Given passage:
Life as a criminal in Eve Online includes a ton of time spent trying to convince people of things. Often these things are entirely false or against their best interest. To that end, having a couple tools to use for these sorts of situations would not go amiss, so I’d like to offer you some information that has been of use to me.


Firstly, I’d like to talk to you about the steps of the selling process. If you’ve ever had a sales job where anybody gave a shit about your level of success then you’ve probably seen this before, but I’m willing to bet it wasn’t framed in the context of internet spaceships.


  1. Approach


Whether you’re looking for a wormhole corp to steal from or a quick safari or starting a Ponzi scheme, you’ve got to find your mark and break the ice. The key pitfall here is approaching someone from an angle where they expect attack. If you convo someone from Jita local trying to sell a ship they’ll smell a scam a mile away. If, however, you happen to start talking to someone in a system where you’re both mining together wonder if a corpmate (even a corpmate in the NPC corp) would be willing to help you get rid of this ship or haul something in exchange for a small fee then you’re much more likely to bypass that natural defense.


Once you’ve determined who you’re going to mess with and what angle you’re going to come in from, it becomes super to make the effort to make a bit of a connection. Some people are weird lizard-brain robots who don’t care for pleasantries in the face of pursuing the almighty isk, but most people are put at ease by a friendly guy. I’m lucky in this respect in that I’m friendly and fairly confident, and I’ve long since learned that I can’t give my confidence in social situations to other people, so I’ll leave that bit to you.


There is one thing that I will say on the subject, though. Some people have trouble being friendly to people they intend to betray. The reason for this is that they immediately view that person as their enemy and that’s the context under which they decide that it’s okay to betray this person and have trouble being friendly to someone they view as an enemy. That view is somewhat incorrect. These people are not your enemy, merely your opponent. They are human beings, just like everyone else, and probably perfectly fine human beings on the surface (although I’m sure you’ll find out how they are under stress shortly). Unless they are immediately and obviously abhorrent you can certainly be friendly and interested in their lives and crack some jokes with them or find out their opinion on something.


This causes the interesting conflict where the truly terrible human beings are the hardest to scam in my experience simply because I can’t tolerate them long enough to complete the deal. I wish it weren’t so, as those are the people I’d most like to scam.


  1. Needs discovery


In sales the process of needs discovery would be to determine what someone is in the market for, what size of TV they were looking to buy, what their price range is, what they intend to do with the TV (video games vs. movies) and so on. When you’re clearly in a selling position these sorts of questions can be fairly straightforward.

Goal 1:
Lay out the entries as a numbered list, starting with the first line of the entries and going on through the line with "M 232 141 L", skipping any blank lines. Leave the pictures out.
The Eve Online article and the entries have nothing to do with each other.

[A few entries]
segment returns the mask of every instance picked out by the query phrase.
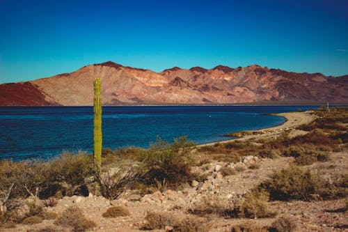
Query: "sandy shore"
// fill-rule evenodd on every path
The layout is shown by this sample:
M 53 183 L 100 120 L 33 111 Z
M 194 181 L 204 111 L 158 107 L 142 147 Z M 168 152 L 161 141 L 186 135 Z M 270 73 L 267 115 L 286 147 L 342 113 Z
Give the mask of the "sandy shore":
M 232 141 L 244 141 L 251 139 L 266 139 L 269 137 L 276 137 L 284 131 L 289 131 L 290 133 L 290 137 L 297 136 L 302 134 L 305 134 L 306 132 L 295 130 L 294 128 L 303 125 L 307 124 L 315 119 L 315 116 L 310 114 L 310 111 L 306 112 L 290 112 L 290 113 L 281 113 L 275 114 L 276 116 L 280 116 L 284 117 L 286 121 L 282 125 L 277 125 L 276 127 L 257 130 L 247 130 L 246 132 L 254 132 L 257 134 L 246 135 L 242 138 L 232 139 L 228 140 L 224 140 L 218 142 L 200 144 L 198 146 L 211 146 L 216 143 L 225 144 L 228 143 Z

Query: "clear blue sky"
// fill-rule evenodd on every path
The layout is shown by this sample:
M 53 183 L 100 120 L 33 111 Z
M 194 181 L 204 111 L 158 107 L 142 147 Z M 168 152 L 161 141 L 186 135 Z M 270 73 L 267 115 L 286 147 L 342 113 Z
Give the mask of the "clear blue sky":
M 347 0 L 0 0 L 0 83 L 112 61 L 348 74 Z

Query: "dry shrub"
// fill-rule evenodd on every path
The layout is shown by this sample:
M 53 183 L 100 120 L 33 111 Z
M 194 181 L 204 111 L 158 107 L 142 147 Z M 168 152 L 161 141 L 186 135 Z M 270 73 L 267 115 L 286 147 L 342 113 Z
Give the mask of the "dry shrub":
M 38 216 L 31 216 L 24 219 L 22 224 L 32 225 L 33 224 L 38 224 L 42 222 L 42 219 Z
M 137 167 L 120 168 L 113 173 L 106 170 L 104 173 L 97 173 L 96 179 L 100 187 L 100 193 L 109 200 L 122 196 L 132 188 L 141 176 Z
M 246 218 L 272 217 L 275 214 L 268 207 L 269 195 L 266 191 L 252 191 L 238 206 L 238 216 Z
M 177 223 L 177 219 L 168 212 L 149 212 L 145 219 L 146 222 L 141 226 L 144 230 L 163 229 Z
M 104 217 L 118 217 L 129 216 L 129 211 L 122 206 L 114 206 L 108 208 L 106 212 L 104 212 L 102 216 Z
M 269 232 L 269 230 L 267 227 L 258 227 L 247 222 L 232 227 L 231 232 Z
M 86 231 L 95 226 L 95 223 L 87 219 L 82 211 L 76 207 L 70 207 L 56 220 L 54 224 L 68 227 L 72 231 Z
M 253 163 L 249 166 L 249 169 L 259 169 L 261 165 L 260 165 L 260 164 L 258 163 Z
M 0 227 L 1 225 L 0 225 Z M 13 222 L 8 222 L 2 224 L 2 227 L 4 229 L 13 229 L 16 228 L 16 224 Z
M 290 165 L 288 168 L 276 171 L 271 179 L 261 183 L 260 187 L 269 193 L 271 200 L 310 201 L 321 193 L 324 182 L 310 170 Z
M 288 217 L 280 217 L 274 221 L 269 229 L 270 232 L 293 232 L 297 229 L 294 219 Z
M 46 207 L 54 207 L 58 203 L 57 199 L 54 196 L 50 196 L 44 201 L 44 205 Z
M 226 205 L 217 197 L 205 196 L 200 201 L 196 201 L 189 209 L 189 212 L 197 215 L 226 215 L 228 212 Z
M 93 157 L 83 152 L 64 153 L 47 164 L 47 186 L 42 196 L 54 195 L 62 190 L 65 195 L 79 193 L 86 183 L 85 178 L 93 175 Z M 52 192 L 52 190 L 54 192 Z M 84 195 L 87 194 L 84 193 Z
M 222 176 L 223 176 L 235 175 L 237 173 L 236 169 L 235 169 L 230 167 L 228 167 L 228 166 L 223 167 L 220 169 L 220 172 L 221 173 Z
M 173 225 L 171 232 L 206 232 L 209 229 L 206 219 L 189 217 Z
M 172 144 L 158 138 L 148 150 L 141 153 L 139 161 L 145 165 L 143 183 L 164 188 L 175 187 L 192 180 L 191 173 L 193 159 L 191 151 L 194 144 L 186 137 L 175 139 Z
M 38 232 L 56 232 L 56 231 L 57 231 L 55 228 L 52 226 L 45 227 L 38 231 Z
M 42 212 L 40 217 L 44 220 L 54 220 L 57 219 L 58 215 L 54 212 Z

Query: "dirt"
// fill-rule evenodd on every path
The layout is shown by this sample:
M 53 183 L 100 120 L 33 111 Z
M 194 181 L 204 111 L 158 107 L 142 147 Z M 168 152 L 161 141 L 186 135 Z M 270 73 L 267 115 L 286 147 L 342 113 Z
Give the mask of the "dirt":
M 348 150 L 331 153 L 331 160 L 326 162 L 316 162 L 306 166 L 314 173 L 319 173 L 326 180 L 333 179 L 338 175 L 347 173 Z M 180 191 L 166 190 L 157 192 L 152 194 L 140 196 L 131 194 L 120 199 L 108 201 L 104 197 L 93 196 L 88 197 L 73 196 L 58 200 L 54 207 L 47 207 L 49 212 L 61 214 L 69 206 L 80 208 L 84 215 L 94 221 L 96 231 L 141 231 L 141 225 L 145 222 L 145 217 L 150 211 L 168 212 L 173 217 L 185 217 L 189 213 L 188 209 L 195 202 L 204 197 L 221 199 L 221 202 L 231 203 L 242 197 L 261 181 L 267 179 L 276 170 L 286 167 L 292 161 L 292 157 L 279 157 L 274 160 L 246 157 L 238 164 L 212 162 L 194 167 L 193 171 L 205 172 L 206 180 L 187 186 Z M 260 168 L 249 169 L 257 163 Z M 224 165 L 244 165 L 245 170 L 235 175 L 221 176 L 219 171 Z M 104 218 L 102 215 L 112 206 L 121 206 L 128 209 L 130 216 L 117 218 Z M 270 203 L 272 211 L 277 216 L 290 215 L 299 224 L 297 231 L 347 231 L 347 212 L 342 210 L 345 207 L 344 199 L 330 201 L 305 202 L 294 201 L 290 202 L 273 201 Z M 268 219 L 233 219 L 218 215 L 207 217 L 211 229 L 209 231 L 230 231 L 232 226 L 246 222 L 253 224 L 269 226 L 276 218 Z M 54 220 L 44 220 L 34 225 L 17 224 L 15 229 L 0 229 L 0 231 L 38 231 L 48 226 L 54 227 Z M 155 230 L 166 231 L 166 230 Z

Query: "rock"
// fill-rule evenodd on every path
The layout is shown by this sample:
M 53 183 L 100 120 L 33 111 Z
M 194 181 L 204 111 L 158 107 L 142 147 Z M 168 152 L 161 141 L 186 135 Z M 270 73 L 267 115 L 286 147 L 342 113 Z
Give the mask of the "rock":
M 173 191 L 173 190 L 168 190 L 166 191 L 165 191 L 164 193 L 163 193 L 163 195 L 166 196 L 173 196 L 175 194 L 175 192 Z
M 221 169 L 221 168 L 222 168 L 222 166 L 221 166 L 221 165 L 220 165 L 220 164 L 216 164 L 216 165 L 215 165 L 215 169 L 214 169 L 214 170 L 215 170 L 215 171 L 220 171 L 220 169 Z
M 216 175 L 215 175 L 215 178 L 220 179 L 222 178 L 223 176 L 220 172 L 216 173 Z
M 191 183 L 191 186 L 192 186 L 193 187 L 196 187 L 197 186 L 199 185 L 199 182 L 198 182 L 197 180 L 192 180 L 192 183 Z
M 72 203 L 78 204 L 84 200 L 84 197 L 81 196 L 72 196 Z

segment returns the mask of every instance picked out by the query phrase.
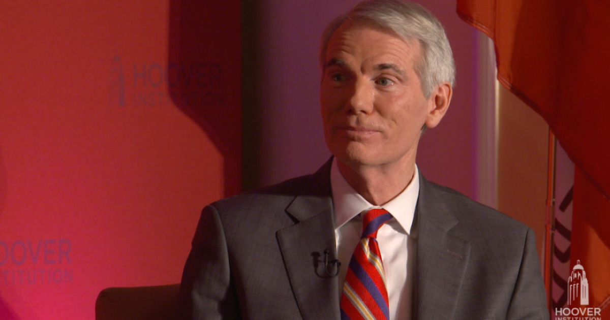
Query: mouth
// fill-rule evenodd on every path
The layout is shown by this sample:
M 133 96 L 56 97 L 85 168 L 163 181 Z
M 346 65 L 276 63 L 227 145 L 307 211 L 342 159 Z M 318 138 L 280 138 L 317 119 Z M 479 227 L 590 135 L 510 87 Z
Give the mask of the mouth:
M 344 133 L 353 138 L 366 138 L 379 132 L 375 129 L 362 126 L 336 126 L 335 128 L 338 133 Z

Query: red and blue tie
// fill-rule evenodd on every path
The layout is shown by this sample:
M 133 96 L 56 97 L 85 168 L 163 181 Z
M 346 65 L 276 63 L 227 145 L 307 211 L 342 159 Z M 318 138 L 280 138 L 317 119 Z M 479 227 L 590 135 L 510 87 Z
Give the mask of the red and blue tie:
M 362 218 L 362 236 L 350 260 L 341 296 L 341 320 L 389 320 L 387 290 L 377 231 L 392 218 L 371 209 Z

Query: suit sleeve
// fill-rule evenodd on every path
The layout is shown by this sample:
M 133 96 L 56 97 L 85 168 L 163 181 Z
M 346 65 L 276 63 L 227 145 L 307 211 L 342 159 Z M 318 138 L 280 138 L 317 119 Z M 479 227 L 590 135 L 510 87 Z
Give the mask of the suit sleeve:
M 536 252 L 534 232 L 528 228 L 521 267 L 506 319 L 548 319 L 547 295 Z
M 204 208 L 182 272 L 178 320 L 240 319 L 222 223 L 217 209 Z

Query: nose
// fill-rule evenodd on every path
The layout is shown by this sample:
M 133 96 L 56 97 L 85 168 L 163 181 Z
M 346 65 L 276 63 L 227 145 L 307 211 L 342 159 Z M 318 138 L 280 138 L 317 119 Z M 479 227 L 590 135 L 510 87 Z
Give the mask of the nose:
M 373 112 L 375 90 L 369 81 L 358 79 L 354 82 L 353 92 L 348 102 L 348 112 L 370 113 Z

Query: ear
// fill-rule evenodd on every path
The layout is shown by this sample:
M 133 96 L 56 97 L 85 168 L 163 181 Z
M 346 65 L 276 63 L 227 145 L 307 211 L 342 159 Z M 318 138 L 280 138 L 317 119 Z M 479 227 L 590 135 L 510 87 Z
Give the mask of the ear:
M 428 98 L 428 113 L 426 118 L 426 126 L 434 128 L 449 108 L 449 102 L 451 101 L 451 94 L 453 93 L 451 86 L 449 82 L 442 82 L 437 85 L 434 90 L 430 93 Z

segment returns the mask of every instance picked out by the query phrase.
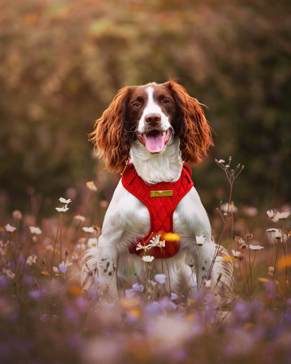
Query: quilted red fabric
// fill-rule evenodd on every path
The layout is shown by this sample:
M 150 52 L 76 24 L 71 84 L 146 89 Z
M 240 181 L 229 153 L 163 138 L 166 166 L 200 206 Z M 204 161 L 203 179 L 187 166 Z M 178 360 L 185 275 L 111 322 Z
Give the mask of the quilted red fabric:
M 180 177 L 176 182 L 161 182 L 155 185 L 148 185 L 137 174 L 134 164 L 129 164 L 122 174 L 122 183 L 125 188 L 147 206 L 150 213 L 150 229 L 148 234 L 137 239 L 129 248 L 130 253 L 139 255 L 143 253 L 143 249 L 136 250 L 139 243 L 146 246 L 150 244 L 151 238 L 157 234 L 160 234 L 160 239 L 164 239 L 164 233 L 173 232 L 173 214 L 175 209 L 193 186 L 191 169 L 188 164 L 184 164 Z M 155 197 L 152 197 L 152 195 Z M 155 258 L 170 258 L 176 255 L 178 251 L 178 240 L 165 239 L 164 248 L 152 247 L 146 251 L 146 255 Z

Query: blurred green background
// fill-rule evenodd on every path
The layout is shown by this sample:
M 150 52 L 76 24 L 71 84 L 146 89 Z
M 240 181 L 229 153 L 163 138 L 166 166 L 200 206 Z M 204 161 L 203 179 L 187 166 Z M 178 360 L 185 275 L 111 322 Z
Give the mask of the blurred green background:
M 214 160 L 229 155 L 246 166 L 236 204 L 290 201 L 290 0 L 0 0 L 2 209 L 29 210 L 35 195 L 45 214 L 90 180 L 109 199 L 118 176 L 87 135 L 119 88 L 169 76 L 216 133 L 193 174 L 206 208 L 227 199 Z

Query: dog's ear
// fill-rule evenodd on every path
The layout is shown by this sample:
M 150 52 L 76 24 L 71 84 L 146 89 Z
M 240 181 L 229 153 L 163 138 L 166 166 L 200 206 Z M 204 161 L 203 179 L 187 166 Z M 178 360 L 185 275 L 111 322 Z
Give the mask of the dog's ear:
M 211 128 L 205 118 L 202 104 L 189 96 L 185 88 L 170 80 L 167 83 L 178 109 L 180 149 L 182 159 L 196 164 L 213 145 Z
M 118 92 L 89 135 L 97 155 L 111 172 L 122 171 L 129 154 L 131 139 L 125 125 L 131 88 L 126 87 Z

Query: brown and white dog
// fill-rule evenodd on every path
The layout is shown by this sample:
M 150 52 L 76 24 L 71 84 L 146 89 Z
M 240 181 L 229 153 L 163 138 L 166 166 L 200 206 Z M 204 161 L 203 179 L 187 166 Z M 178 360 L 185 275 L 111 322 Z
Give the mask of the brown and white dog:
M 150 264 L 146 260 L 152 260 L 151 274 L 162 272 L 166 276 L 164 292 L 179 294 L 185 286 L 199 288 L 206 282 L 215 295 L 226 297 L 232 285 L 232 262 L 222 247 L 218 247 L 218 255 L 207 214 L 192 181 L 188 181 L 185 192 L 166 216 L 169 231 L 158 227 L 151 231 L 159 213 L 150 211 L 143 197 L 139 197 L 138 188 L 127 188 L 132 178 L 138 178 L 146 195 L 149 193 L 148 188 L 157 190 L 160 204 L 163 197 L 171 203 L 173 196 L 168 194 L 175 195 L 177 192 L 173 188 L 173 192 L 169 192 L 171 186 L 177 186 L 185 174 L 190 179 L 189 169 L 184 171 L 185 163 L 200 162 L 213 145 L 211 128 L 199 102 L 171 80 L 126 87 L 97 120 L 91 137 L 108 169 L 119 172 L 125 169 L 127 177 L 122 177 L 114 192 L 98 247 L 89 249 L 83 257 L 84 288 L 97 293 L 106 288 L 109 296 L 116 299 L 122 270 L 129 261 L 134 266 L 139 282 L 144 284 Z M 160 191 L 161 186 L 166 187 L 166 193 Z M 155 210 L 155 204 L 150 209 Z M 169 232 L 170 238 L 173 232 L 178 237 L 173 253 L 168 253 L 173 247 L 171 239 L 166 241 L 164 235 Z M 161 252 L 159 255 L 155 255 L 154 248 Z

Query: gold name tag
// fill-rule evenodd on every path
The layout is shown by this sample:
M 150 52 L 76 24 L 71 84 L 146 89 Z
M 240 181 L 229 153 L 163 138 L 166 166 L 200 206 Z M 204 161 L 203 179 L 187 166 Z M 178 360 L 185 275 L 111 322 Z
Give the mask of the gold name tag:
M 173 190 L 165 191 L 150 191 L 151 197 L 168 197 L 173 196 Z

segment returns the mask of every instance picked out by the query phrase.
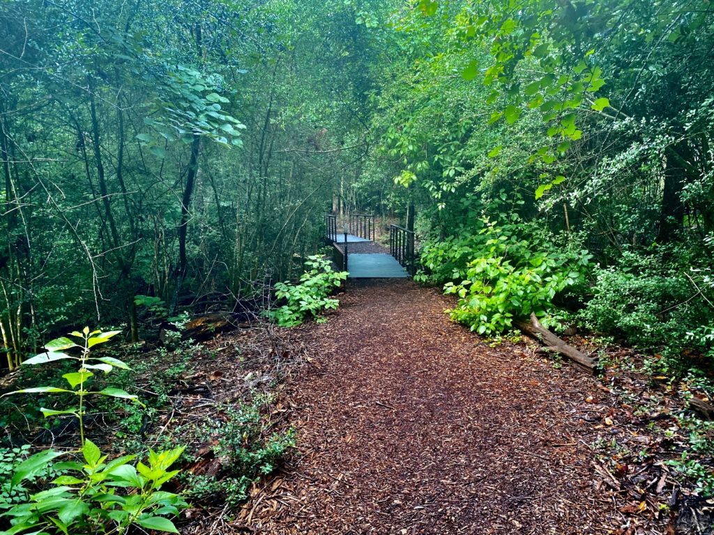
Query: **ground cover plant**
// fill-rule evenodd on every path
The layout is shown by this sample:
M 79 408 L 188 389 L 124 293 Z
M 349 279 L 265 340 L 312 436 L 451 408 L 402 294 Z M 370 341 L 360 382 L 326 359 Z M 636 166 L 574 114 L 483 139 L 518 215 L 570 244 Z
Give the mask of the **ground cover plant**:
M 285 305 L 270 311 L 270 317 L 281 327 L 299 325 L 306 319 L 318 323 L 326 321 L 321 313 L 339 305 L 338 299 L 330 297 L 347 278 L 347 272 L 333 271 L 331 263 L 320 256 L 311 256 L 305 263 L 306 271 L 297 284 L 276 282 L 276 297 Z

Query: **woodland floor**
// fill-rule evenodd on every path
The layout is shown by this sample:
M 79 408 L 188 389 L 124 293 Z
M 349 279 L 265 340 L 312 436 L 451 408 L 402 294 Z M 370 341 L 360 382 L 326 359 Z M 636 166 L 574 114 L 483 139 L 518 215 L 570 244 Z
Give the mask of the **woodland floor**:
M 596 491 L 587 447 L 603 427 L 588 423 L 600 417 L 584 401 L 597 381 L 523 345 L 490 347 L 449 321 L 449 304 L 411 280 L 351 281 L 328 323 L 298 330 L 312 355 L 286 385 L 298 452 L 234 526 L 327 535 L 621 524 Z

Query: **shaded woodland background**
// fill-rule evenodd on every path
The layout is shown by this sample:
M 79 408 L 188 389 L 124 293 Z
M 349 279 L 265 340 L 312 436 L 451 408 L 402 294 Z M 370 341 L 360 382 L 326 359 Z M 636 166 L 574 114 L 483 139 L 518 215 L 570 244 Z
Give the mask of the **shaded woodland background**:
M 410 203 L 423 281 L 458 287 L 489 255 L 540 269 L 535 255 L 559 278 L 523 307 L 552 325 L 708 354 L 712 10 L 4 2 L 8 365 L 97 318 L 136 340 L 152 302 L 231 310 L 299 275 L 333 206 Z M 456 319 L 508 330 L 512 301 Z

Goal 2:
Rewrite the Eve Online article starting with "In sales the" and going on through "be fairly straightforward.", putting "ship" in place of "TV".

Correct result 1:
1. segment returns the mask of every instance picked out by the query phrase.
2. Query: "sandy shore"
3. // fill-rule evenodd on every path
4. The layout is shown by this sample:
5. M 53 183 L 100 120 L 33 111 Z
6. M 194 181 L 204 111 L 158 107 L 142 147 Z M 168 152 L 161 141 L 186 135 Z M 270 73 L 267 115 L 286 147 L 342 113 Z
7. Give the mask of the "sandy shore":
8. M 232 141 L 244 141 L 251 139 L 266 139 L 269 137 L 276 137 L 284 131 L 289 131 L 290 133 L 290 137 L 297 136 L 302 134 L 305 134 L 306 132 L 295 130 L 294 128 L 303 125 L 307 124 L 315 119 L 315 116 L 310 114 L 310 111 L 306 112 L 290 112 L 290 113 L 281 113 L 275 114 L 276 116 L 280 116 L 284 117 L 286 121 L 282 125 L 277 125 L 276 127 L 257 130 L 247 130 L 246 132 L 254 132 L 257 134 L 246 135 L 242 138 L 232 139 L 228 140 L 224 140 L 218 142 L 200 144 L 198 146 L 211 146 L 216 143 L 225 144 L 228 143 Z

Correct result 2:
In sales the process of needs discovery would be to determine what someone is in the market for, what size of ship they were looking to buy, what their price range is, what they intend to do with the ship (video games vs. movies) and so on. When you’re clearly in a selling position these sorts of questions can be fairly straightforward.